**INSTRUÇÃO DADA 1**
Transcreve sem qualquer alteração o trecho dos registos que vai da linha que contém "it: point(230, 201)." até à linha que contém "point(430, 123)", ambas incluídas.

**PASSAGEM CITADA**
CRISTO SEMPRE RESSUSCITADO






1-3- wilde - > 8236 caracteres -wilde>emcurso>livros> esboços e ousadias sobre o obsceno – leituras mágicas – diário de um leitor de livros

A FIGURA DE CRISTO EM ESCRITORES PAGÃOS(*)

2/7/1992 - Nem Oscar Wilde se deu conta de que, no seu celebérrimo «De Profundis», traçou os prolegómenos de toda a Modernidade passada, presente e futura. Julgando defender um romantismo decadente, estava a definir o moderno, o poético.
«Não é a extensão, mas sim a intensidade, o verdadeiro objectivo da arte moderna» -- escreve. Se em vez de «arte moderna» lermos «modernidade ou «moderno» no sentido de poesia ou espírito da literatura, entender-se-á que Wilde antecipou os vanguardismos dos anos mil novecentos e vinte, tanto quanto Nietzsche deu, com o seu «dionisismo» [também já notado por Gide, quando fala de um nietzscheísmo anterior a Nietzsche] uma antecipação do que Fernando Pessoa (Álvaro de Campos) com a sua «estética não aristotélica» daria no conceito em que a beleza era substituída pela «força» (em acepção «filosófica», frisa Álvaro de Campos, acepção de ímpeto, furor, demónio dionisíaco).
Embora em todos subsista ainda uma terminologia insegura, no que todos concordam é que, contra a extensão, a «exaustiva bibliografia» e o enciclopedismo galopante, é na «intensidade», é no espírito e não na letra, é no fogo e não nas cinzas, é no núcleo e não na periferia, é no sol e não nas sombras, que está o essencial do espírito moderno, da modernidade de todos os tempos, aquilo a que Wilde chama os «movimentos românticos» de todas as épocas e a que, em homenagem ao ensaio de Henry Miller, se poderia chamar os «movimentos do obsceno».

**MATERIAL DA TAREFA**
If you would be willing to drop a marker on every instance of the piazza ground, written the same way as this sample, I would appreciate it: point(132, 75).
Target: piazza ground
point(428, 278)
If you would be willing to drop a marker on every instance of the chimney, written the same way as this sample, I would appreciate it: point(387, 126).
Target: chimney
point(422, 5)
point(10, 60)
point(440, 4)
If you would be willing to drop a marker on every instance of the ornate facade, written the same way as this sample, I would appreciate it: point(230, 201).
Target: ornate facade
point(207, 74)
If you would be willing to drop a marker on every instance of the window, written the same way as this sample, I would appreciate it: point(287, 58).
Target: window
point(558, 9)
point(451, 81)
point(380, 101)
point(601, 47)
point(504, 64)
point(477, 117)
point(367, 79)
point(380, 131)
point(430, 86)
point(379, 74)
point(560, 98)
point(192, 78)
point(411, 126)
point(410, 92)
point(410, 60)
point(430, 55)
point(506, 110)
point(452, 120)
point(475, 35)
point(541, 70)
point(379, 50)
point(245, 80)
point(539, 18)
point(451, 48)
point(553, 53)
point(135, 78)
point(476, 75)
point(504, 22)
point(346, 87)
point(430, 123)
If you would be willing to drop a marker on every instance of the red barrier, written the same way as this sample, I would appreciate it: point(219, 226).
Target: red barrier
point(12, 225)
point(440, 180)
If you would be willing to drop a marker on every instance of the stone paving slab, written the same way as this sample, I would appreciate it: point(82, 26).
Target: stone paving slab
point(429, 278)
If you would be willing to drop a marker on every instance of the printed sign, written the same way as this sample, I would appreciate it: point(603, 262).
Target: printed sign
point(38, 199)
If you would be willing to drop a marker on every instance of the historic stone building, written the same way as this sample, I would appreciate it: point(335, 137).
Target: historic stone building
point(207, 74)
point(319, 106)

**INSTRUÇÃO DADA 2**
Retoma o texto sobre Wilde e a modernidade no ponto em que termina e dá-lhe continuação.

**RESULTADO DA TAREFA 1**
If you would be willing to drop a marker on every instance of the ornate facade, written the same way as this sample, I would appreciate it: point(230, 201).
Target: ornate facade
point(207, 74)
If you would be willing to drop a marker on every instance of the window, written the same way as this sample, I would appreciate it: point(287, 58).
Target: window
point(558, 9)
point(451, 81)
point(380, 101)
point(601, 47)
point(504, 64)
point(477, 117)
point(367, 79)
point(380, 131)
point(430, 86)
point(379, 74)
point(560, 98)
point(192, 78)
point(411, 126)
point(410, 92)
point(410, 60)
point(430, 55)
point(506, 110)
point(452, 120)
point(475, 35)
point(541, 70)
point(379, 50)
point(245, 80)
point(539, 18)
point(451, 48)
point(553, 53)
point(135, 78)
point(476, 75)
point(504, 22)
point(346, 87)
point(430, 123)

**RESULTADO DA TAREFA 2**
Wilde, intuindo o moderno, não adoptava ainda a justa terminologia. E não se furta à denominação de «mestre» e à de «artista». «Dante e Ésquilo -- escreve -- são os austeros mestres da ternura». E Shakespeare «o mais puramente humano de todos os grandes artistas». Note-se a citação acertadíssima de Ésquilo -- um dos mais puros representantes do dionisismo estudado por Nietzsche -- mas note-se também a insistência da palavra «artista».
Wilde ainda não distinguia o artista do poeta, quando, afinal, tinha em si próprio um caso exemplar. Wilde, com efeito, o mais artista dos artistas, o mais esteta dos estetas, o mais lúdico dos puros lúdicos, o mais arte pela arte, antes deste insólito «De Profundis», sentiu nascer, ao mesmo tempo que o escrevia, a mais assombrosa das revelações, em nada comparável com os gozos do antigo «virtuose».
Este «De Profundis», na verdade, nada tem, na obra de Wilde, que se lhe possa comparar. Artista, ele o teria sido centos de vezes. Poeta, só o foi quando escreveu os contos e quando, pela dor, conheceu «os elementos de uma vida nova, duma «vita nuova», como confessa: «De todas as coisas, é a mais estranha. Ninguém a pode adquirir senão abandonando aquilo que tem.» [página 49 da edição da Portugália]
Na página 81 da tradução portuguesa do «De Profundis», lê-se: «Vejo em Cristo não apenas o que há de essencial no supremo tipo romântico, mas todos os acidentes, a voluntariosidade mesmo, do temperamento romântico também.»

A CLAREIRA DE CRISTO

Chamando Cristo para o assunto da Modernidade, Wilde abre, sem querer, uma clareira inusitada. Cristo aparece como paradigma do criador, do poeta, devotado até à morte à sua paixão. E que escândalo maior na «cidade cristã» do que fazer de Cristo o primeiro escândalo, o primeiro imoral, o primeiro ameaçador da virtude beata?
Fazer de Cristo -- à custa de quem se engendrou a moralização cristã e, com ela, a virtude beata, a hipocrisia, o remordimento do falso remorso, a mentira de consciência, o pecado, o mal pequeninamente entendido, a falsa castidade e o falso pudor, o amor degradado e a degradação do amor, o amor transformado de princípio de vida e de criação em causa do mal e de ruína e morte -- fazer de Cristo o paradigma do homem que, pela sinceridade ou verdade íntima, se ergue contra a turba dos sepulcros caiados, fariseus e vendilhões do templo, contra a fachada da hipocrisia que é a moral individual que se diz cristã e, generalizando, contra a lei, contra toda a lei, -- é realmente um golpe de génio de que Wilde talvez não avaliasse todo o significado e todo o alcance.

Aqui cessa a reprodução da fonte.